Entries from a point annotation set:
::::

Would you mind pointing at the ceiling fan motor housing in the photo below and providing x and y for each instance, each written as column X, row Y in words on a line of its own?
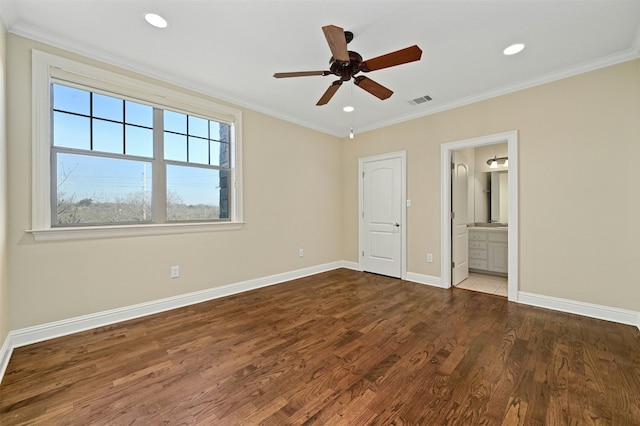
column 347, row 70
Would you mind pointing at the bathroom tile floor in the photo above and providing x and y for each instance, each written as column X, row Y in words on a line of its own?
column 485, row 284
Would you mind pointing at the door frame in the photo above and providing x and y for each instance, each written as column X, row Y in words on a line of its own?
column 403, row 220
column 511, row 138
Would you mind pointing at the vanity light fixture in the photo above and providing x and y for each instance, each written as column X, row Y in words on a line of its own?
column 495, row 162
column 155, row 20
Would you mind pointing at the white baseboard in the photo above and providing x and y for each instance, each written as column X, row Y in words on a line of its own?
column 424, row 279
column 29, row 335
column 591, row 310
column 5, row 355
column 39, row 333
column 350, row 265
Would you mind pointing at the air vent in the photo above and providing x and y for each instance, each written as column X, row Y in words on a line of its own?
column 420, row 100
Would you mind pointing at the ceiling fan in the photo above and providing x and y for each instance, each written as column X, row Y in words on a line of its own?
column 346, row 64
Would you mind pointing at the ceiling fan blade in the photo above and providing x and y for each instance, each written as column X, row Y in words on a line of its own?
column 330, row 92
column 376, row 89
column 337, row 42
column 392, row 59
column 300, row 74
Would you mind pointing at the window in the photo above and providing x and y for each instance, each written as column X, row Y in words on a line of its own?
column 126, row 157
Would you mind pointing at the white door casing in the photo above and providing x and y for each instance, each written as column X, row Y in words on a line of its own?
column 382, row 215
column 446, row 149
column 459, row 229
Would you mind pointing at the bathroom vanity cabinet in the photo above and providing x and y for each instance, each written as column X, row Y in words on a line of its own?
column 488, row 251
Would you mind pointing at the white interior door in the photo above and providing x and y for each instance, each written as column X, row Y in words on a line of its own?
column 459, row 229
column 382, row 217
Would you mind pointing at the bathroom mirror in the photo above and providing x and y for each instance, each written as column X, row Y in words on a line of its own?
column 491, row 197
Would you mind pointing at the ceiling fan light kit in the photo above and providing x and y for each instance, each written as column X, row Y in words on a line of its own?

::::

● What you have to do:
Repeat the listing from its first line through the line containing "column 485, row 284", inclusive, and leave out the pictures.

● Solution to this task:
Would you mind pointing at the ceiling fan motor housing in the photo below and providing x and y for each instance, each written as column X, row Y in words on a line of its own?
column 347, row 70
Would you mind pointing at the bathroom tile floor in the photo above and providing x and y for each instance, each written as column X, row Y in words on a line of its own?
column 485, row 284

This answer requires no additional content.